- [Set problem]
Repeat every record below exactly as written.

Rows from a dataset:
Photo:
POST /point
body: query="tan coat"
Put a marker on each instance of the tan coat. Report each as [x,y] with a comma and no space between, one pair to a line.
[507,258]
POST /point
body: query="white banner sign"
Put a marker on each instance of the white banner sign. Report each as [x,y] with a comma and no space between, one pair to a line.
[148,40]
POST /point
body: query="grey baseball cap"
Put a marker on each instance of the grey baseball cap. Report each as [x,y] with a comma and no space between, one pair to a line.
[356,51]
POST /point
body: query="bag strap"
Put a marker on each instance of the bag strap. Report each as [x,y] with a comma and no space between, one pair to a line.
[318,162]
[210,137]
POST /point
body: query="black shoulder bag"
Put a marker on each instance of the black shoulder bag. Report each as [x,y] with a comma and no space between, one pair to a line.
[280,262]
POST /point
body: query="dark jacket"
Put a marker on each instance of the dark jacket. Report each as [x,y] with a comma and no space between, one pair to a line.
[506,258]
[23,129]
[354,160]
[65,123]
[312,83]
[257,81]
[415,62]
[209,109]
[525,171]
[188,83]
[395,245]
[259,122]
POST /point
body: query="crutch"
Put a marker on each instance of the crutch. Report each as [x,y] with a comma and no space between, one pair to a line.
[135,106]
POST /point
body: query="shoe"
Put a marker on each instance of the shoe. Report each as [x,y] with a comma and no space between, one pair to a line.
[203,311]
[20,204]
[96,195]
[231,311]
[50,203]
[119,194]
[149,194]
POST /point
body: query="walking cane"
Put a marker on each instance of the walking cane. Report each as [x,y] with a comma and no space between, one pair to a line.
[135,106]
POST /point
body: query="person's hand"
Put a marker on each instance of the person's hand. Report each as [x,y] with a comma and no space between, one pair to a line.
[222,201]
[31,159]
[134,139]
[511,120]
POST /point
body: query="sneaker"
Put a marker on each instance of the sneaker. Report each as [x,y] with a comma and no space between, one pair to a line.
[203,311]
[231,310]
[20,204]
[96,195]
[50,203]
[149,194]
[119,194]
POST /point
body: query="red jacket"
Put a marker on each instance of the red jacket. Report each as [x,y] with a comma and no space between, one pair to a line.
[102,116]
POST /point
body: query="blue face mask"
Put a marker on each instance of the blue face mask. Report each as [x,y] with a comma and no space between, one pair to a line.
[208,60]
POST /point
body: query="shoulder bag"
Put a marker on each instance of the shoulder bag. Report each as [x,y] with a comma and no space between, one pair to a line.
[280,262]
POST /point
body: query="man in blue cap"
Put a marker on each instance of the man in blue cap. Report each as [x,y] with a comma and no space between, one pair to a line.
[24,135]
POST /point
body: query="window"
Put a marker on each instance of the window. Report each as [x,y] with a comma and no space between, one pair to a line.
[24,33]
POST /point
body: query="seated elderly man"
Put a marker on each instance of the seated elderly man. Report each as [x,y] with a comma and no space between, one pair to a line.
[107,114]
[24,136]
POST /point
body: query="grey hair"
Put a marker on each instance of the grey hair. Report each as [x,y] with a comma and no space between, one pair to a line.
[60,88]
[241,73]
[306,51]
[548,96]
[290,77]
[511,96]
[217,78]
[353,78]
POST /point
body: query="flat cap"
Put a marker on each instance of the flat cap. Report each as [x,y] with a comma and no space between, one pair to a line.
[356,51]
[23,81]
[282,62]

- [Complete response]
Photo:
POST /point
body: query="tan coat"
Put a marker on each instance of the tan coat. Report each as [x,y] with a comma and no space between, one pair to a line.
[507,258]
POST /point
body: query="white banner sign"
Put a marker on each instance of the white banner sign. Report each as [x,y] with a comma and no space between, one pair to a line.
[148,40]
POST /point
body: query="grey baseball cap"
Put a marker on each instance of the grey baseball cap. Report each as [x,y] with a comma and no space between, one pair to a line.
[356,51]
POST /point
body: query="bag strap"
Put a marker on each instance of the bag strap. Report each as [x,y] with a comma and no space between, one pair to a line.
[318,162]
[210,137]
POST /point
body: query="black shoulder bag"
Put a marker on each instance of the black shoulder bag. Report each as [x,y] with a comma and no space between, one pair to a line.
[280,262]
POST /point
body: query="dark jacket"
Put a marker on each instance of the dark jacket. Report each as [x,y] with a comma and no space between, one pair to a line.
[506,258]
[23,129]
[354,160]
[65,123]
[312,83]
[257,81]
[415,62]
[209,109]
[525,171]
[188,83]
[395,245]
[259,122]
POST /point
body: query="crutch"
Put a marker on each instance of the crutch. Report each as [x,y] with a comma and no space between, one pair to a line.
[135,106]
POST /point
body: query="shoe"
Put a marker on each instance of the shoe. Report each as [x,y] with a comma and no space between, one pair to a line.
[203,311]
[20,204]
[96,195]
[231,311]
[50,203]
[119,194]
[149,194]
POST /point
body: query="walking cane"
Put a marker on each instance of the walking cane. Report each as [x,y] with a comma and no space between, one pair to a line.
[135,106]
POST /point
body: query="person's hand"
Put a marker on each instance of the person's hand. Report each as [x,y] with a comma and no space between, one pair to a line.
[222,201]
[31,159]
[134,139]
[511,120]
POST /point
body: query="sneaker"
Put a marker on each instance of the sneaker. Report each as [x,y] with a comma and no space between, one pair to a line.
[203,311]
[231,310]
[20,204]
[96,195]
[50,203]
[149,194]
[119,194]
POST /point
body: query="red jacket"
Put a marker on each instance of the red jacket. Report each as [x,y] with a comma and no space between, one pair to a line.
[102,116]
POST /point
body: query="blue face mask"
Put a marker on each instance of the blue face mask. Report each as [x,y] with a comma and no space between, one pair to a line.
[208,60]
POST /point
body: query="shoulder bag"
Put a marker on each instance of the shoulder bag. Report each as [x,y] with a comma and no space between, one pair to a line.
[280,262]
POST /point
body: query="man in blue cap"
Put a marker on each instance of the man in blue cap. Report each as [x,y] with a comma and no space between, one pair to a line.
[24,135]
POST /point
body: query="window"
Put a marker on each instance of the window. Report each as [x,y] with a comma and no space between, one pair to a line.
[24,33]
POST /point
body: query="seated elderly man"
Put a marker on each instance of the seated elderly man. Report each as [x,y] with a comma and no space between, one pair to a line.
[107,114]
[24,136]
POST /point
body: query="grey hair"
Put a marker on each instance of the grey hair. Report each as [x,y] with a comma and no space between, one pair to a line.
[60,88]
[241,73]
[306,51]
[548,96]
[290,77]
[511,96]
[217,78]
[353,78]
POST /point
body: query="flat cap"
Put a marker on each instance of the flat cap. Report each as [x,y] with a comma and no space between, one pair to a line.
[356,51]
[23,81]
[282,62]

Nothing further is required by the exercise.